→ **STATED PROBLEM**:
Can you reproduce, character for character, the part of the partition function excerpt below that begins at the words "which is invariant" and stops after "is not needed."?

→ **SOURCE EXCERPT**:
━━━━━━━━━━━━━━━━━━━━━━━━━━━━━━

Here $\beta$ is the inverse temperature, $\beta = 1/k_B T$, and
usually we use units in which Boltzmann's constant $k_B = 1$.  The
system's Hamiltonian is $H$ and $N$ is some conserved quantum number,
such as baryon number, with $\mu$ the corresponding chemical
potential.  There may be several conserved quantum mumbers, in which
case $\mu N$ is replaced with $\displaystyle{\sum_{\alpha}} \mu_{\alpha} N_{\alpha}$.

The states $|i\rangle$ are a complete orthonormal set of physical states of
the system.  In scalar field theory all states are physical and so

$$
Z = {\rm tr} \; e^{-\beta (H- \mu N)}\eqno{(2)}
$$

which is invariant under changes in the choice of orthonormal basis of
states.  In the case of gauge theories there are unphysical states,
for example longitudinally-polarised photons or gluons, which must be
excluded from the summation in (1).  So then

$$
Z = {\rm tr} \;{\Bbb P}\; e^{-\beta (H-\mu N)} \eqno{(3)}
$$

where ${\Bbb P}$ is a projection operator onto physical states.  The
presence of ${\Bbb P}$ can make things more complicated, and so to begin
with I will consider scalar filed theory, where it is not needed.

━━━━━━━━━━━━━━━━━━━━━━━━━━━━━━

→ **RECORD EXCERPTS**:
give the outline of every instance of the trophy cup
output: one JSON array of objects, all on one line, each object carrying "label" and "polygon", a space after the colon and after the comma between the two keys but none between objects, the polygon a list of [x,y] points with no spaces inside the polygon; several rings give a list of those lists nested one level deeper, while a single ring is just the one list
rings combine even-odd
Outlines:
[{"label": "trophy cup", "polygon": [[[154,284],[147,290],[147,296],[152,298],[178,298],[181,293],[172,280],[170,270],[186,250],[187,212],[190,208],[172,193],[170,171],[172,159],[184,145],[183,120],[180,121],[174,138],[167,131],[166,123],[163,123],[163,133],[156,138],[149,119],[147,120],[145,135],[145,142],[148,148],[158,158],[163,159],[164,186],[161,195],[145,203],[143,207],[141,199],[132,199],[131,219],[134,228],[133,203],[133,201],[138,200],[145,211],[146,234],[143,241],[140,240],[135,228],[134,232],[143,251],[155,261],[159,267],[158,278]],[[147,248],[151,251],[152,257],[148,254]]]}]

━━━━━━━━━━━━━━━━━━━━━━━━━━━━━━

→ **RESPONSE**:
which is invariant under changes in the choice of orthonormal basis of
states.  In the case of gauge theories there are unphysical states,
for example longitudinally-polarised photons or gluons, which must be
excluded from the summation in (1).  So then

$$
Z = {\rm tr} \;{\Bbb P}\; e^{-\beta (H-\mu N)} \eqno{(3)}
$$

where ${\Bbb P}$ is a projection operator onto physical states.  The
presence of ${\Bbb P}$ can make things more complicated, and so to begin
with I will consider scalar filed theory, where it is not needed.